• [WRITTEN EXERCISE]: Output the records exactly as they appear, with no pictures included.

'''

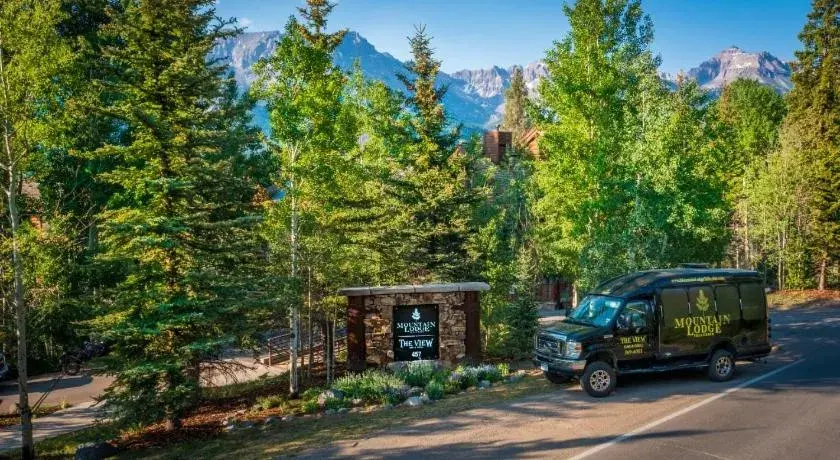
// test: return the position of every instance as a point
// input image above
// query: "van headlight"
(573, 349)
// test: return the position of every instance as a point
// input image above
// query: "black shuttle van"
(655, 321)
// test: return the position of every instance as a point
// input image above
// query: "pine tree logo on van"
(702, 302)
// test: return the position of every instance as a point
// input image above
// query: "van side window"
(728, 301)
(702, 301)
(674, 303)
(752, 300)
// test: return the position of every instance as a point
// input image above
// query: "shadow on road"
(44, 385)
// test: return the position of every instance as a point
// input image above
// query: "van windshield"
(595, 310)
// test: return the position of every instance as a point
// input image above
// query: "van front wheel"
(598, 379)
(722, 366)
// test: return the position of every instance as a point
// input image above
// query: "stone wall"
(379, 339)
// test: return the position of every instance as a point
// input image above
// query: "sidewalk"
(65, 421)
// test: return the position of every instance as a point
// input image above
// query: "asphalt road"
(788, 407)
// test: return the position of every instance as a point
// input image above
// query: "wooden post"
(472, 341)
(356, 352)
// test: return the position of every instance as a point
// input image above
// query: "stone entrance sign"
(413, 322)
(415, 332)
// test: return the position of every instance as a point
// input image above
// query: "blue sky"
(471, 34)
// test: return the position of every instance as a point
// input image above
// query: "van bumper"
(562, 366)
(754, 352)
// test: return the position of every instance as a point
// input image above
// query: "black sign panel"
(415, 332)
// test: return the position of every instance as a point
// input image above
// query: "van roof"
(645, 282)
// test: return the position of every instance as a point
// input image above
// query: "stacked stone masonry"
(379, 309)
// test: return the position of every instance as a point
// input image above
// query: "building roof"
(414, 289)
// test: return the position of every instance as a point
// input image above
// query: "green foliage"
(631, 175)
(417, 374)
(269, 402)
(436, 202)
(371, 386)
(435, 390)
(336, 403)
(182, 221)
(310, 407)
(813, 123)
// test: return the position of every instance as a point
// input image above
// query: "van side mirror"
(621, 323)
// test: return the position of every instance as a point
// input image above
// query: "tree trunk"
(309, 320)
(27, 443)
(294, 321)
(823, 264)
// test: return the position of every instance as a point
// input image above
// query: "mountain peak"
(734, 63)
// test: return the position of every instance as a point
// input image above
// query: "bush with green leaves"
(371, 386)
(310, 407)
(336, 403)
(435, 390)
(269, 402)
(311, 394)
(418, 373)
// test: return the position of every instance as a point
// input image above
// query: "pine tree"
(588, 118)
(312, 130)
(182, 220)
(31, 58)
(516, 99)
(436, 188)
(815, 105)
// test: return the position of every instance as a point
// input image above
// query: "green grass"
(292, 437)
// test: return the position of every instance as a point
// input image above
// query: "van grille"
(550, 344)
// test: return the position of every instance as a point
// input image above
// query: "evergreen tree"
(31, 58)
(312, 131)
(436, 188)
(516, 100)
(751, 114)
(182, 219)
(586, 112)
(815, 106)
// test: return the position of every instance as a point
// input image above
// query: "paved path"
(81, 390)
(72, 419)
(786, 408)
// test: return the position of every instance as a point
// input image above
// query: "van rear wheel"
(598, 379)
(722, 366)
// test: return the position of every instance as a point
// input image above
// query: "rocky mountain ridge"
(476, 97)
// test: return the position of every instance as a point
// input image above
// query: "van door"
(636, 334)
(753, 314)
(674, 321)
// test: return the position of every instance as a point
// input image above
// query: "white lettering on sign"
(416, 327)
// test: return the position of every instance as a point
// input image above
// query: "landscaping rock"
(414, 401)
(329, 394)
(95, 451)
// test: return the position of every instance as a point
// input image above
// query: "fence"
(279, 346)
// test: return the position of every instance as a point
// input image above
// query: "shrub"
(311, 394)
(268, 402)
(310, 407)
(417, 374)
(434, 390)
(371, 386)
(335, 403)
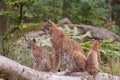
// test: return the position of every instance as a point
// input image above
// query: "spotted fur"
(93, 57)
(42, 59)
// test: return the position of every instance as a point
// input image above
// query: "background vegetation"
(23, 16)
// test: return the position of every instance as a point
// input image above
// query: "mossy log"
(12, 70)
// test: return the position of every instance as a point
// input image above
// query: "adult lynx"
(69, 49)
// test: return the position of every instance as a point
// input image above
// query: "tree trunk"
(11, 69)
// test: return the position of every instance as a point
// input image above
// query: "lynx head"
(96, 42)
(31, 44)
(47, 26)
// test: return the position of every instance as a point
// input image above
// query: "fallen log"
(16, 70)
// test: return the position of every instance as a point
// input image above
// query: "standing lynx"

'''

• [FINAL RESULT]:
// test: return the position of every instance as a point
// input image above
// query: "van headlight"
(573, 349)
// test: return the position of every instance as a point
// input image above
// query: "black shuttle van"
(655, 321)
// test: return the position of every instance as a point
// input image above
// query: "pine tree logo on van"
(702, 302)
// test: return the position of every instance as a point
// input image above
// query: "van side window"
(728, 301)
(702, 301)
(674, 303)
(752, 300)
// test: return the position of every instance as a point
// input image above
// query: "shadow on road"
(44, 385)
// test: return the position of every instance as a point
// input image above
// query: "van windshield"
(595, 310)
// test: return the position of every instance as a point
// input image above
// query: "van front wheel"
(598, 379)
(722, 366)
// test: return the position of every instance as a point
// input image above
// query: "stone wall"
(379, 339)
// test: return the position of every instance as a point
// input image above
// query: "sidewalk"
(65, 421)
// test: return the position of every instance as a point
// input image above
// query: "asphalt road"
(788, 407)
// test: return the position of every instance as a point
// input image above
// query: "wooden post"
(472, 341)
(356, 352)
// test: return the position of every instance as a point
// input image above
// query: "stone entrance sign"
(413, 322)
(415, 332)
// test: return the position of every instance as a point
// input image above
// query: "blue sky"
(471, 34)
// test: return the position of every instance as a point
// input image above
// query: "van bumper"
(562, 366)
(754, 352)
// test: return the position of every instance as a point
// input image above
// query: "black sign panel"
(415, 332)
// test: return the position of every instance as a point
// input image above
// query: "van roof"
(645, 282)
// test: return the position of every instance as a point
// input image above
// query: "stacked stone masonry"
(379, 309)
// test: return the position of every instance as a point
// input image above
// query: "building roof"
(414, 289)
// test: return the position of every instance as a point
// input image above
// query: "green foliage"
(631, 175)
(417, 374)
(269, 402)
(436, 202)
(371, 386)
(435, 390)
(336, 403)
(182, 221)
(310, 407)
(813, 123)
// test: return the position of every instance as a point
// input image above
// query: "van side mirror"
(621, 323)
// test: return the position of every instance as a point
// input image above
// query: "tree trunk"
(309, 320)
(27, 443)
(294, 321)
(823, 264)
// test: return the position of every instance as a point
// input image above
// query: "mountain peak"
(734, 63)
// test: return the position of every instance as a point
// input image above
// query: "bush with green leaves"
(371, 386)
(310, 407)
(336, 403)
(435, 390)
(269, 402)
(311, 394)
(418, 373)
// test: return the position of every instance as a point
// input image above
// query: "pine tree"
(588, 118)
(312, 130)
(182, 220)
(31, 58)
(516, 99)
(436, 188)
(815, 105)
// test: return the position of every instance as a point
// input image above
// query: "green grass"
(292, 437)
// test: return the position of every instance as a point
// input image above
// query: "van grille"
(550, 344)
// test: return the position of every instance as a point
// input image above
// query: "evergreen tree"
(31, 58)
(312, 131)
(436, 188)
(516, 100)
(751, 114)
(182, 219)
(586, 112)
(815, 106)
// test: return the position of every instance as a point
// input image above
// query: "paved path"
(81, 390)
(72, 419)
(786, 408)
// test: return the position of every instance as a point
// input image above
// query: "van rear wheel"
(598, 379)
(722, 366)
// test: return the position of every instance as a point
// input image above
// query: "rocky mountain ridge"
(476, 97)
// test: return the position of every instance as a point
// input image above
// query: "van door"
(636, 334)
(753, 314)
(674, 321)
// test: return the position of every instance as a point
// input image above
// query: "white lettering on sign"
(416, 327)
// test: return the position of every instance as a point
// input image above
// query: "landscaping rock"
(414, 401)
(329, 394)
(95, 451)
// test: return the position of every instance as a point
// input image above
// query: "fence"
(279, 346)
// test: return the position of every instance as a point
// input image above
// query: "shrub"
(311, 394)
(268, 402)
(310, 407)
(417, 374)
(434, 390)
(371, 386)
(335, 403)
// test: return the position of every instance as a point
// input image above
// query: "spotted fur"
(93, 57)
(42, 59)
// test: return the position of every instance as a point
// input image above
// query: "background vegetation"
(23, 16)
// test: return the position of every instance as a point
// input image above
// query: "mossy log"
(12, 70)
// test: return the position of every instance as a point
// input image above
// query: "adult lynx"
(69, 49)
// test: return the position of every instance as a point
// input image above
// query: "tree trunk"
(11, 69)
// test: return the position of every instance as a point
// input image above
// query: "lynx head"
(96, 42)
(31, 44)
(47, 26)
// test: return the position of every instance as a point
// input image above
// query: "fallen log"
(16, 70)
// test: return the position of every instance as a point
// input image above
// query: "standing lynx"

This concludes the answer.